*Written exercise 1*
Reproduce the entries word for word, from the start of the entries through the line with "<point>254,45</point>", and leave the pictures out of your answer.

*Selected extract*
+-------+

Do we need to reach the stars? It’s imperative

In the vast history of human exploration, SpaceX’s Starship emerges as a tipping point of innovation, charting a course toward the stars with unprecedented ambition. Designed by Elon Musk’s SpaceX, Starship is not merely a spacecraft; it represents a paradigm shift in space travel, distinct from its predecessors in both form and function.

Advocaters may say that unlike traditional spacecraft, its stainless-steel silhouette conceals the potential for interplanetary travel, lunar colonization, and even rapid point-to-point travel on Earth. But what truly sets Starship apart is its commitment to reusability. Both the Super Heavy booster and the Starship spacecraft are designed to be reused extensively, a revolutionary approach aiming to drive down the astronomical costs associated with space exploration.

But why reusability seems to be such a big deal with Starship? Because the long term objective of the mission is to make humanity a multiplanetary species. An endeavour that will most certainly imply a lot of try and error.

Elon Musk envisions a future where humans not only travel to Mars but establish a sustainable colony. The audacity of this objective leads to a philosophical question: Do we need to reach the stars?

+-------+

*Written exercise 2*
From the Starship piece, quote the passage exactly from "Do we need to reach the stars? It’s" to "with space exploration.".

+-------+

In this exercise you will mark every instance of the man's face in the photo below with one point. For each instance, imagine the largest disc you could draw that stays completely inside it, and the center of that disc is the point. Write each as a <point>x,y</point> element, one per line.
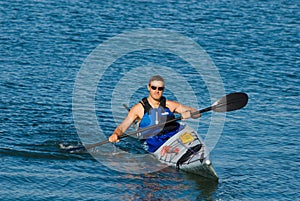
<point>156,89</point>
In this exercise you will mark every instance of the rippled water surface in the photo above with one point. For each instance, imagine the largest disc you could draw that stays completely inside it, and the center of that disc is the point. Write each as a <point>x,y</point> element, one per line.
<point>254,45</point>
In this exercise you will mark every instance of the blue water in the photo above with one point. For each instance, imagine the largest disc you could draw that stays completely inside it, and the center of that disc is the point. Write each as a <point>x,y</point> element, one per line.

+-------+

*Correct result 1*
In this exercise you will mark every instance of the man's face in the photo below with one point. For each instance, imagine the largest disc you could draw that stays completely inside it, and the center of that disc is the point. Write each as a <point>x,y</point> element, one per line.
<point>156,89</point>
In this exercise you will mark every instance of the rippled water surface in the photo above with one point. For each instance, imagine the largest disc you could draw that stays completely inside it, and the center of that disc is the point. Write each as a <point>x,y</point> element, one per line.
<point>254,45</point>

*Correct result 2*
Do we need to reach the stars? It’s imperative

In the vast history of human exploration, SpaceX’s Starship emerges as a tipping point of innovation, charting a course toward the stars with unprecedented ambition. Designed by Elon Musk’s SpaceX, Starship is not merely a spacecraft; it represents a paradigm shift in space travel, distinct from its predecessors in both form and function.

Advocaters may say that unlike traditional spacecraft, its stainless-steel silhouette conceals the potential for interplanetary travel, lunar colonization, and even rapid point-to-point travel on Earth. But what truly sets Starship apart is its commitment to reusability. Both the Super Heavy booster and the Starship spacecraft are designed to be reused extensively, a revolutionary approach aiming to drive down the astronomical costs associated with space exploration.